### Text under study

::::::::

Clinical Competence of Nursing Students in Senior Preceptorship

Monday, July 11, 2011

Kimberly Kim, PhD, RN
Nursing and Health Science, California State University, East Bay, Hayward, CA

Learning Objective 1: describe the clinical competence and confidence of culturally diverse nursing students enrolled in senior preceptorship courses in baccalaureate nursing programs.

Learning Objective 2: examine the perceived levels of clinical competency skills and confidence of senior nursing students related to the preceptorship experience.

Purpose: To describe the clinical competence of 130 culturally diverse nursing students enrolled in senior preceptorship and examine the relationships between levels of clinical competency skills and confidence of students.

Methods: A descriptive correlational study assessed six core competency skills: Patient-centered care, teamwork, evidence-based practice, safety, quality improvement, and informatics, utilizing the QSEN guidelines. Data were collected using three questionnaires: QSEN survey, Preceptorship Experience Questionnaire and Graduate Nurse Survey at the last semester.

::::::::

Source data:
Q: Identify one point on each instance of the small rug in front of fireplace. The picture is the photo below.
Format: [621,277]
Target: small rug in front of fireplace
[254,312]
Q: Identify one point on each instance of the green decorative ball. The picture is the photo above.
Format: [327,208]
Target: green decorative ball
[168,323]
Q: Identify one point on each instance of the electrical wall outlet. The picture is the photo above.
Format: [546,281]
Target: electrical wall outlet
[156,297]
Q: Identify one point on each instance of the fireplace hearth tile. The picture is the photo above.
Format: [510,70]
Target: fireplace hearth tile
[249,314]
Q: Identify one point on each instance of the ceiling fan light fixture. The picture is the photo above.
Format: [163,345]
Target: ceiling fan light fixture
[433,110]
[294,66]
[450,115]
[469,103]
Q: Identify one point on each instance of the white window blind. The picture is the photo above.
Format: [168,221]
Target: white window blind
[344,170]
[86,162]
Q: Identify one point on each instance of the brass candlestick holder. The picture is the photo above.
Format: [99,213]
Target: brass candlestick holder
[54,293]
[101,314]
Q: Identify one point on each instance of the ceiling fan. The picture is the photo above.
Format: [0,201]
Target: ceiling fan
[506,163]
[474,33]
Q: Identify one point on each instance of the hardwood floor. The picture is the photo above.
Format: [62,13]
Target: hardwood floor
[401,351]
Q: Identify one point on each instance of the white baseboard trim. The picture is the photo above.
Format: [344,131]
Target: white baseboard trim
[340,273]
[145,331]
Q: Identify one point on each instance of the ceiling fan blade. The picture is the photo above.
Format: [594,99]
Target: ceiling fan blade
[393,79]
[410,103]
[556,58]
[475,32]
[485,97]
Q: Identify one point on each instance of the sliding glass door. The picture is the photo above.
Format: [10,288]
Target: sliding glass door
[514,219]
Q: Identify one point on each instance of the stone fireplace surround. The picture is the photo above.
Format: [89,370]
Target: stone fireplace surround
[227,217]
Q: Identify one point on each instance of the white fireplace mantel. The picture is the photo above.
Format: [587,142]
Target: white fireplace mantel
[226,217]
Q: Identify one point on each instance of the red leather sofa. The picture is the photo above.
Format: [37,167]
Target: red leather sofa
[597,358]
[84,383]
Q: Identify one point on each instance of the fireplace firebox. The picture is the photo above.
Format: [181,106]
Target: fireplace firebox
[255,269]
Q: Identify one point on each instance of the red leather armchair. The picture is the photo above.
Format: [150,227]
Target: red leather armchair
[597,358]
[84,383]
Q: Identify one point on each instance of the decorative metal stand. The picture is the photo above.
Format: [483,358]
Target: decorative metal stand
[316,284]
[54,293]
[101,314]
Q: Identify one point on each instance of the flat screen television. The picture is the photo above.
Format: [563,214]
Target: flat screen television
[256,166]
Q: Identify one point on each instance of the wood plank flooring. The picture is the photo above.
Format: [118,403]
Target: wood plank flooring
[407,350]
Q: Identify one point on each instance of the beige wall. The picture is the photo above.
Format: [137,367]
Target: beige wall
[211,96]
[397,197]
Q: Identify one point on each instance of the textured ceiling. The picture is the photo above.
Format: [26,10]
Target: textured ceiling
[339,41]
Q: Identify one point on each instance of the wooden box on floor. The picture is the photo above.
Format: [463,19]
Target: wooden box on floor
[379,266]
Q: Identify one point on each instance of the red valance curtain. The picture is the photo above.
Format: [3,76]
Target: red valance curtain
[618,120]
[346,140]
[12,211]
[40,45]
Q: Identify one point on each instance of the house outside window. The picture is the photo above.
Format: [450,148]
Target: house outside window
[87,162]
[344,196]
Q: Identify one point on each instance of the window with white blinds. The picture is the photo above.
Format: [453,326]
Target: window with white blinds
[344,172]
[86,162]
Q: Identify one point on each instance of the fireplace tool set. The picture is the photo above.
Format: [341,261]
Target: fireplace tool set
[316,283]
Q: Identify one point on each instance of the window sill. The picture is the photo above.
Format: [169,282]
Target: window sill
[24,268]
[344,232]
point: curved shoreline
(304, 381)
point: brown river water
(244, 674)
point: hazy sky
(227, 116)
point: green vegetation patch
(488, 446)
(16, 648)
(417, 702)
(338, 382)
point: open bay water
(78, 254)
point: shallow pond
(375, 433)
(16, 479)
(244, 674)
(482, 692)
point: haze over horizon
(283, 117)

::::::::

### Assigned task A
According to the abstract on nursing students' clinical competence, how many students did the study describe?
### Assigned task B
Reproduce the abstract on nursing students' clinical competence between "Monday, July 11, 2011" and "confidence of students.", inclusive, substituting "self-assurance" for "confidence" at each occurrence.
### Assigned task C
Pick up the abstract on nursing students' clinical competence after its final sentence and continue it.

### Expected output A
130 culturally diverse nursing students enrolled in senior preceptorship.

### Expected output B
Monday, July 11, 2011

Kimberly Kim, PhD, RN
Nursing and Health Science, California State University, East Bay, Hayward, CA

Learning Objective 1: describe the clinical competence and self-assurance of culturally diverse nursing students enrolled in senior preceptorship courses in baccalaureate nursing programs.

Learning Objective 2: examine the perceived levels of clinical competency skills and self-assurance of senior nursing students related to the preceptorship experience.

Purpose: To describe the clinical competence of 130 culturally diverse nursing students enrolled in senior preceptorship and examine the relationships between levels of clinical competency skills and self-assurance of students.

### Expected output C
Results: Preliminary data indicate that 52% of participants have accomplished various clinical skills through demonstration; 42% were on a stage of developing specific skills; and 5% were beginning to gain competence in skills. The majority of participants strongly agreed that they work effectively with all members of the healthcare team to assure that comprehensive care is delivered to the patients. Setting clear learning objectives and clarifying the role were significantly related to feeling competent completing the work (r = .40); identifying specific learning needs for patients and family members were significantly related to the competence assessing patients’ healthcare needs (r = .68), identifying the patients’ cultural needs in giving care (r = .74); implementing patient and family teaching (r = .78), communicating effectively with team members (r = .47), documenting relevant information (r = .51), teaching patient safety (r = .59); confident communicating with physicians (r = .54) at the significant p of .001. The majority of participants reported that the code-blue emergency response, ventilator handling, and chest-tube care were the three major procedures that they were uncomfortable performing independently. They also reported experiencing difficulty with orientation issues, fear of patient safety, and role expectations.

Conclusion: Findings suggest that nursing students have accomplished or are developing the majority of core competency skills; however, they feel uncomfortable demonstrating advanced medical procedures necessary for the wellness of the patient.